ESTRATTO DA LEGGERE:
....................

Uomo di Cerchio morto di polmonite, due denunce. Il figlio: papà si poteva salvare
I familiari presentano esposti alle Procure di Avezzano e Pescara, chiesta la riesumazione della salma: "Per due volte gli ospedali l’hanno rimandato a casa, poi trasferito a Popoli dopo una lunga attesa"
CERCHIO. Per tre volte ha chiesto di essere ricoverato a causa di una polmonite diagnosticata dal suo medico curante. Ma è stato rimandato sempre a casa. Poi, dopo l’ultimo tentativo, è morto nel giro di poche ore. Fernando, figlio 21enne di Giampaolo Pietroiusti, 52enne di Cerchio deceduto lo scorso 3 febbraio a causa delle complicazioni di una polmonite, accusa i medici degli ospedali. «Papà si poteva salvare» ripete.
Gli avvocati Berardino e Callisto Terra hanno presentato due denunce, la prima alla procura della Repubblica di Avezzano e l’altra a quella di Pescara, in quanto la morte è avvenuta all’ospedale di Popoli. Pietroiusti per 26 anni aveva lavorato alla Cartiera Burgo di Avezzano. Da un paio d’anni era in mobilità e per questo aveva ottenuto un lavoro di qualche ora al Comune di Cerchio, all’Ufficio anagrafe.
«Il 27 gennaio siamo andati all’ospedale di Pescina» è quanto riportato nella denuncia fatta dal figlio di Pietroiusti «insieme a me c’erano anche mia madre, mia zia e mia nonna. Eravamo preoccupati per le condizioni di mio padre, accertate dal nostro medico curante che ne chiedeva il ricovero per una polmonite. Arrivati al presidio di Pescina i sanitari gli hanno fatto una lastra al torace che hanno definito poco chiara. Quindi gli hanno prescritto dei farmaci e gli hanno detto che non si trattava di una polmonite ma di una semplice influenza e pertanto doveva curarsi a casa, con i farmaci prescritti».
Nonostante le rassicurazioni del personale di Pescina, però, Pietroiusti è peggiorato.
«È arrivata la febbre alta fino a 39» sottolinea Fernando Pietroiusti «con dolori al petto e tosse, così il 29 abbiamo chiesto di nuovo la visita del nostro medico. Il dottore ha subito prescritto un altro ricovero, di nuovo per polmonite. Così, insieme a mia madre e mia nonna, siamo andati al pronto soccorso di Avezzano».
Nemmeno questo secondo tentativo di ricoverò, però, è andato a buon fine. «I sanitari del pronto soccorso hanno sottoposto mio padre solamente a delle analisi», denuncia il 21enne, «hanno visto la lastra fatta a Pescina e hanno confermato che non era chiara, ma non ne hanno fatta un’altra. Abbiamo insistito per il ricovero ma ci hanno invitato a riportare mio padre a casa».

....................

RIGHE FORNITE:
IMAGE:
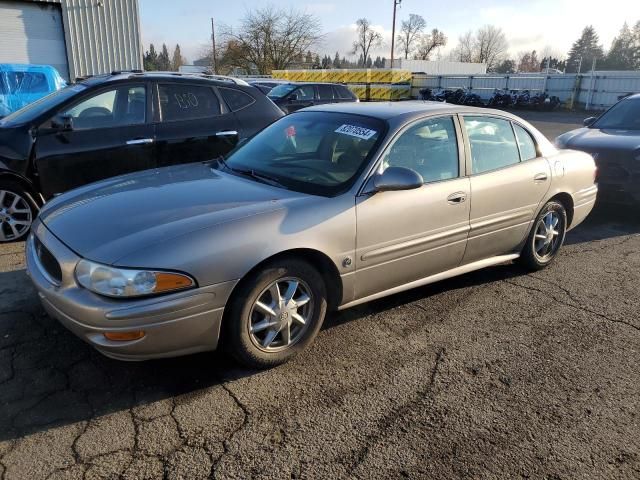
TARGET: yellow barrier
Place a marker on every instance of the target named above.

....................

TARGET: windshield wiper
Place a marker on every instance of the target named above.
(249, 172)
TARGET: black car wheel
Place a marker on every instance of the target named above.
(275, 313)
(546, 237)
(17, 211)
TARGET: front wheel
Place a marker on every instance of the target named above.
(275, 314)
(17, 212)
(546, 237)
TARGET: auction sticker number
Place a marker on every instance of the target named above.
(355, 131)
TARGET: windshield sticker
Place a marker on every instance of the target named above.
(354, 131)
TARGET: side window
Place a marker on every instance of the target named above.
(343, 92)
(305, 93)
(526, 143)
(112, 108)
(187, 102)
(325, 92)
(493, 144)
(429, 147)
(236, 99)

....................

DESCRIZIONE DELL'ESERCIZIO:
Scriva il seguito dell'articolo sulla morte di Giampaolo Pietroiusti, riprendendo dal punto in cui il testo si interrompe. Le righe non hanno alcun ruolo in questo esercizio.

RISPOSTA FINALE:
Da qui l’ultimo viaggio di Pietroiusti, verso la sua casa di Cerchio. Viste le condizioni sempre più gravi il medico curante, per la terza volta, il giorno seguente, ha chiesto un ricovero. Nella bocca del 52enne, infatti, aveva trovato sangue. Chiedeva quindi il ricovero per «polmonite resistente a trattamento» in un paziente con problemi cardiaci anche per via del suo peso.
«Siamo tornati in ospedale il 30 mattina» spiega il figlio, che ora chiede alle Procure di individuare eventuali responsabili per la morte del genitore, «mio padre è stato lasciato su uno sgabello in attesa del suo turno, con un codice verde. Nessuno lo ha visitato, nonostante la proposta del medico curante di ricovero urgente. Dopo un’ora il trasferimento nel reparto di malattie infettive. Alle 18, infine, la richiesta di trasferimento all’ospedale di Popoli. L’arrivo, inspiegabilmente, c’è stato alle 22».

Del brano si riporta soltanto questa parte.